■ YOUR TASK
Copy out, exactly as written, only the line containing "Find the blue straw" and the lines after it through the end of the records.

————

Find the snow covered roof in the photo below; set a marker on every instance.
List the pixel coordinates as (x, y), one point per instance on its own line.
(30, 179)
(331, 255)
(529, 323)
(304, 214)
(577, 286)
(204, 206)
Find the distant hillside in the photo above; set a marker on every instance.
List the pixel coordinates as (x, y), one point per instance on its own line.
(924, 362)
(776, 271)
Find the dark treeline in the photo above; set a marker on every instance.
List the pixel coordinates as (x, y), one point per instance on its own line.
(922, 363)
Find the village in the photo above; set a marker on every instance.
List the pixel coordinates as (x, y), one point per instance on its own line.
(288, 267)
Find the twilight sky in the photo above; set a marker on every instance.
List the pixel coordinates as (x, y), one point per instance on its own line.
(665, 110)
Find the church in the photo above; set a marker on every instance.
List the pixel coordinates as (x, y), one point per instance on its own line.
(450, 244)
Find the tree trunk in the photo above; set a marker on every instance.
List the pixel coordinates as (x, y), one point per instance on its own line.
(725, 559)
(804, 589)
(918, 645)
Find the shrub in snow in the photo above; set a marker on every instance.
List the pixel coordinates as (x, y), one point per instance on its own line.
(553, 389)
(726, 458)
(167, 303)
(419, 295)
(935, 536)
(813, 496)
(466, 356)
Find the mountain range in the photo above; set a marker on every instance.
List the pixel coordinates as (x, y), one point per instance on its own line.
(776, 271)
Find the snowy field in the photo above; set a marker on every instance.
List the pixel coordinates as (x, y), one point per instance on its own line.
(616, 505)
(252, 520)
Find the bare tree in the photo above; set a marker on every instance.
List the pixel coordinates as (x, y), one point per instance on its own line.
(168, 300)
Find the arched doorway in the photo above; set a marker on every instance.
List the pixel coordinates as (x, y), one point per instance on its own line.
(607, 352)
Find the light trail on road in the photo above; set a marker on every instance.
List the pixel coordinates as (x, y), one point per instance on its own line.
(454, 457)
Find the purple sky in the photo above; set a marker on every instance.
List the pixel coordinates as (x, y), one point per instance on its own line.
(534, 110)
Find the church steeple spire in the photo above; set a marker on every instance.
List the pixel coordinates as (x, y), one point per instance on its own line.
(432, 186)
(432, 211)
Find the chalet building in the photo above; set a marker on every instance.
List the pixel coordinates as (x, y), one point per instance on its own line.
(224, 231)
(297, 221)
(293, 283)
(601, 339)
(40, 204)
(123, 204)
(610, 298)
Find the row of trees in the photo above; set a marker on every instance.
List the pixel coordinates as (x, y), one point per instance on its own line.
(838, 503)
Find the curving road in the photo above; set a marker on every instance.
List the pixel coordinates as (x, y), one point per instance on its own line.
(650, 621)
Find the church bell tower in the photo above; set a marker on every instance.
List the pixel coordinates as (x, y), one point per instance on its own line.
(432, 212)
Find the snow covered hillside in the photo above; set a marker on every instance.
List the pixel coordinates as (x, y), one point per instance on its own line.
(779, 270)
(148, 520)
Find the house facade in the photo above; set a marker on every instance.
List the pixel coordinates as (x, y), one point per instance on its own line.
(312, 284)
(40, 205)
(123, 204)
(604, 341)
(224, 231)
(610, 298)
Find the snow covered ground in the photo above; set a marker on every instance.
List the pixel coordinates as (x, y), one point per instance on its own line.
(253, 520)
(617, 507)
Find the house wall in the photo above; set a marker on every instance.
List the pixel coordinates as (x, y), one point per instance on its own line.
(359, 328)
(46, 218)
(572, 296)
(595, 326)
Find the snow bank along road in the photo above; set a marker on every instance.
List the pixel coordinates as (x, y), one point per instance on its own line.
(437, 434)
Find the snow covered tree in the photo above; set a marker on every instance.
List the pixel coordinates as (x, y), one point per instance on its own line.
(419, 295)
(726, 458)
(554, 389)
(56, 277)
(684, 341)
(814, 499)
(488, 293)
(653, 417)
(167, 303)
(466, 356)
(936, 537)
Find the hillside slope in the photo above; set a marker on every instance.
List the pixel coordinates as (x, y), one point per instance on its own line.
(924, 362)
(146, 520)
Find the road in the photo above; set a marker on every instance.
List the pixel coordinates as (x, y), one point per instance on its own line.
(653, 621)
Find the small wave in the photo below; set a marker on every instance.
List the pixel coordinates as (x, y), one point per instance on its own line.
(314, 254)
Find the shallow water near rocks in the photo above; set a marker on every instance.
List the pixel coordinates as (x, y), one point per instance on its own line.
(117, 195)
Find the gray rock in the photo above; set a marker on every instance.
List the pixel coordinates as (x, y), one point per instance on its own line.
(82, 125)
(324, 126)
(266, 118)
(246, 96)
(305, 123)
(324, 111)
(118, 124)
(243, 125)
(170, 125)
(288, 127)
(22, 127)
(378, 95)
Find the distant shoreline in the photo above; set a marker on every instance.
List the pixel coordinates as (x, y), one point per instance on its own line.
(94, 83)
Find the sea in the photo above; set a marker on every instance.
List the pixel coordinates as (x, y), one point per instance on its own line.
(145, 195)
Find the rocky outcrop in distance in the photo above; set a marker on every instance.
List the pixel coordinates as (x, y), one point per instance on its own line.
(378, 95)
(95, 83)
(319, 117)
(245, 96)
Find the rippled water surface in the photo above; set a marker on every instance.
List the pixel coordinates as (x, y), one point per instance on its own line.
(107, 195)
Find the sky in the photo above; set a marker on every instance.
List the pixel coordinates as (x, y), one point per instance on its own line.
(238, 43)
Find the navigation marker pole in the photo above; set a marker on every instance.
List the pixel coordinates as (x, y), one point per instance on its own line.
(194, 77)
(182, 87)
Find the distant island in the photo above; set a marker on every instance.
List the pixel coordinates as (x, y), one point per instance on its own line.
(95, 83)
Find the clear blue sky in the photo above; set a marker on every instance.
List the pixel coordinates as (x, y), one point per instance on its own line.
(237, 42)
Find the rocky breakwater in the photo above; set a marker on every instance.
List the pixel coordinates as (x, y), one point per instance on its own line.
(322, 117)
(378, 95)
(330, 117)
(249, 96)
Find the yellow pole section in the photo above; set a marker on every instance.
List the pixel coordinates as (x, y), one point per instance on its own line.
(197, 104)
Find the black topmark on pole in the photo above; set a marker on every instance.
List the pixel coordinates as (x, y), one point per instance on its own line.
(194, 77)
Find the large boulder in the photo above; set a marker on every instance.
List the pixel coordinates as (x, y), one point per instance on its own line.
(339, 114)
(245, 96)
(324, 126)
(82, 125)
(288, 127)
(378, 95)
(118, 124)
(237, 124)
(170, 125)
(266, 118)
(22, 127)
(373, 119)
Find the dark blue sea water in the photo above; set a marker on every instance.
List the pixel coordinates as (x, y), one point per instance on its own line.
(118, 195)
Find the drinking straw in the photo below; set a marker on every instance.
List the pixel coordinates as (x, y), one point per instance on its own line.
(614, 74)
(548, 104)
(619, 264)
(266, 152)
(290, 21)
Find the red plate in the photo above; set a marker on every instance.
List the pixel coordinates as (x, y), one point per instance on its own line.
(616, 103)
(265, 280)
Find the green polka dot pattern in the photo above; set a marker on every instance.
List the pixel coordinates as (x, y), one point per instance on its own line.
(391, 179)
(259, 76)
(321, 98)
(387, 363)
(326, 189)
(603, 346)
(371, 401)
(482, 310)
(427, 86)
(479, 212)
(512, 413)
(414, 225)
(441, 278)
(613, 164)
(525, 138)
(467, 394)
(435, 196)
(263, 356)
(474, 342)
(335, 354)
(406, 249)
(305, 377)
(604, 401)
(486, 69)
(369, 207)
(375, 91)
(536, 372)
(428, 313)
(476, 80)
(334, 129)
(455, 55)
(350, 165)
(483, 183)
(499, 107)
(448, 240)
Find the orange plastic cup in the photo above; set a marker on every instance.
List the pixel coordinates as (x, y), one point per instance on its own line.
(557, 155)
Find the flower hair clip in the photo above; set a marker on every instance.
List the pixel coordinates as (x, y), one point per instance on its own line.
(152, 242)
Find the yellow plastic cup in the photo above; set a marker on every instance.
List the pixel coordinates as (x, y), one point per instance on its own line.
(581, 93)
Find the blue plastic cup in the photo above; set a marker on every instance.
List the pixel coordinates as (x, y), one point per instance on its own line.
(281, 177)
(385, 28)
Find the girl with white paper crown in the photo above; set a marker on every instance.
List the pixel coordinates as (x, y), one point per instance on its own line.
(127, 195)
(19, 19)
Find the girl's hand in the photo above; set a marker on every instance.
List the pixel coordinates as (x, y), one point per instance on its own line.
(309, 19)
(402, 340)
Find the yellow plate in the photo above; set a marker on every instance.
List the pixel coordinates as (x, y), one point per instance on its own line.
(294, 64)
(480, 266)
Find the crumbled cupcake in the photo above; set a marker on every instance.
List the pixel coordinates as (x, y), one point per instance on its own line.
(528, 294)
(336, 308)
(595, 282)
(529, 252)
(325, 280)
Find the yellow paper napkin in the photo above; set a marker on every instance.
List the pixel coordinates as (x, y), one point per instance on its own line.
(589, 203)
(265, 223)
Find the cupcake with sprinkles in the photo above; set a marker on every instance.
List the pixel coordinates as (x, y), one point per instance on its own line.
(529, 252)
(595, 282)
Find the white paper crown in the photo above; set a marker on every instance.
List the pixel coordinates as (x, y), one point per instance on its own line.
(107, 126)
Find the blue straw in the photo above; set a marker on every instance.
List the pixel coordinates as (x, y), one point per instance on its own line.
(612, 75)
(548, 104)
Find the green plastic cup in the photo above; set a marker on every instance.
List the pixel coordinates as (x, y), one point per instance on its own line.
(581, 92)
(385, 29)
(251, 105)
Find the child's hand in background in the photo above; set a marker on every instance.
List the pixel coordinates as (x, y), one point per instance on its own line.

————

■ SOLVED PROBLEM
Find the blue straw in the photo above; set a marker on every instance.
List the pixel coordinates as (x, y), one point per instance on its own line.
(612, 75)
(548, 104)
Find the green plastic cup in the photo above; set a marker on every instance.
List the pixel coordinates as (x, y), one point per instance on its own line.
(581, 92)
(385, 29)
(251, 105)
Find the child's hand in background in the photo above; set a marker on every instance.
List the pixel coordinates as (x, y), one point per instance on its own line.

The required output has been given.